* _WRITTEN INSTRUCTION A_
For each statement about the abstract on French election hashtags, answer yes or no and quote the words from the abstract that decide it: (i) the semantic network holds 1037 hashtags taken from 3.7 million tweets; (ii) the maximum-spanning tree uses the least popular hashtag as its root; (iii) the regression predicted response rates with four emotions.

* _EXCERPTED PASSAGE_
====

Paper ID: 2310.07576
Analyzing Trendy Twitter Hashtags in the 2022 French Election
Aamir Mandviwalla, Lake Yin, Boleslaw K. Szymanski
Regressions trained to predict the future activity of social media users need rich features for accurate predictions. Many advanced models exist to generate such features; however, the time complexities of their computations are often prohibitive when they run on enormous data-sets. Some studies have shown that simple semantic network features can be rich enough to use for regressions without requiring complex computations. We propose a method for using semantic networks as user-level features for machine learning tasks. We conducted an experiment using a semantic network of 1037 Twitter hashtags from a corpus of 3.7 million tweets related to the 2022 French presidential election. A bipartite graph is formed where hashtags are nodes and weighted edges connect the hashtags reflecting the number of Twitter users that interacted with both hashtags. The graph is then transformed into a maximum-spanning tree with the most popular hashtag as its root node to construct a hierarchy amongst the hashtags. We then provide a vector feature for each user based on this tree. To validate the usefulness of our semantic feature we performed a regression experiment to predict the response rate of each user with six emotions like anger, enjoyment, or disgust. Our semantic feature performs well with the regression with most emotions having $R^2$ above 0.5. These results suggest that our semantic feature could be considered for use in further experiments predicting social media response on big data-sets.
Submitted: Oct 11, 2023

====

* _RECORDS PROVIDED_
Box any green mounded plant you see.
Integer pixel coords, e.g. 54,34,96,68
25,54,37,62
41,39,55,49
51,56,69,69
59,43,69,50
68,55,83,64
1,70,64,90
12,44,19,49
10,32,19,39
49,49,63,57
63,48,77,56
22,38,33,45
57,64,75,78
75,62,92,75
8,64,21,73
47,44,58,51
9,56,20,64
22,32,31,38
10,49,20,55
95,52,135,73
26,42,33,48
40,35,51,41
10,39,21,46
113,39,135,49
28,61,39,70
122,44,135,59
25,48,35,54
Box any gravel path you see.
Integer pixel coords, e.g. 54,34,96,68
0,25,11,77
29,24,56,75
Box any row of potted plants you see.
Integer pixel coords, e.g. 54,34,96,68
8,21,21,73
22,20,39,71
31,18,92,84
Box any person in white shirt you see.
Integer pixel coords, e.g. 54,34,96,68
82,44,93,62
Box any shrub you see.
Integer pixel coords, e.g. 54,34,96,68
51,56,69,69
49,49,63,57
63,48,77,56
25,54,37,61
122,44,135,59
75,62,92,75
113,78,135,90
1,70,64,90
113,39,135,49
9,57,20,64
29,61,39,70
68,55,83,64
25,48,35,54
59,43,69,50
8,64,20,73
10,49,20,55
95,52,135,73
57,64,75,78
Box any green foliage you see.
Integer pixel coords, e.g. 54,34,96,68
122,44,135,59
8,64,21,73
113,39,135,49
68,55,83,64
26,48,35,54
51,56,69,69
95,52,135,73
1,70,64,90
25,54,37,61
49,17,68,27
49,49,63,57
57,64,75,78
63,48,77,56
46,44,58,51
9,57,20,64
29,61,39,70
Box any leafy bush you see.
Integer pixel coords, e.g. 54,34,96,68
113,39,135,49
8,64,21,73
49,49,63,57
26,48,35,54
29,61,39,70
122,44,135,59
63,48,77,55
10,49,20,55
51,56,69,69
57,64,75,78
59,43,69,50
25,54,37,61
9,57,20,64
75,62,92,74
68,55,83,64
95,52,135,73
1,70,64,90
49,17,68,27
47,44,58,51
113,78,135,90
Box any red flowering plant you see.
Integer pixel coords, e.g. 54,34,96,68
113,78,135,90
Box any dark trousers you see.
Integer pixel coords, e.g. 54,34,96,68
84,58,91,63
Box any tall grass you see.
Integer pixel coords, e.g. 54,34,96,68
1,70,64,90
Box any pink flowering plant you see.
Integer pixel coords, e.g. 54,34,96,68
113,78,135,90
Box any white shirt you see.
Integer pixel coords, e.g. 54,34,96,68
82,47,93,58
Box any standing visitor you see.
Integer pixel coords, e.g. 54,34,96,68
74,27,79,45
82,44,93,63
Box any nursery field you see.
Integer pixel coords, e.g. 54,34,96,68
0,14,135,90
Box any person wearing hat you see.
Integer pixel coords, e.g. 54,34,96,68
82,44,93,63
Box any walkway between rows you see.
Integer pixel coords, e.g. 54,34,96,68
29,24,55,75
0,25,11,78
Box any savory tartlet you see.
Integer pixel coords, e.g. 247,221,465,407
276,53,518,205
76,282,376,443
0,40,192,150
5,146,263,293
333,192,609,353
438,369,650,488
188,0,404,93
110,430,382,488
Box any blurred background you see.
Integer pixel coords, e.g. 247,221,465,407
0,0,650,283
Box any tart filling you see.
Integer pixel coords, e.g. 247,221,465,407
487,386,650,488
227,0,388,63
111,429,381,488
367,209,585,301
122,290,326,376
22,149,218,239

====

* _WRITTEN INSTRUCTION B_
Lay out the rows above, from the first row through the line holding "28,61,39,70", inclusive, as a JSON list of strings with one string per line and blank lines omitted.

* _TASK OUTPUT A_
(i) Yes: "a semantic network of 1037 Twitter hashtags from a corpus of 3.7 million tweets"
(ii) No: "with the most popular hashtag as its root node"
(iii) No: "six emotions like anger, enjoyment, or disgust"

* _TASK OUTPUT B_
[
  "Box any green mounded plant you see.",
  "Integer pixel coords, e.g. 54,34,96,68",
  "25,54,37,62",
  "41,39,55,49",
  "51,56,69,69",
  "59,43,69,50",
  "68,55,83,64",
  "1,70,64,90",
  "12,44,19,49",
  "10,32,19,39",
  "49,49,63,57",
  "63,48,77,56",
  "22,38,33,45",
  "57,64,75,78",
  "75,62,92,75",
  "8,64,21,73",
  "47,44,58,51",
  "9,56,20,64",
  "22,32,31,38",
  "10,49,20,55",
  "95,52,135,73",
  "26,42,33,48",
  "40,35,51,41",
  "10,39,21,46",
  "113,39,135,49",
  "28,61,39,70"
]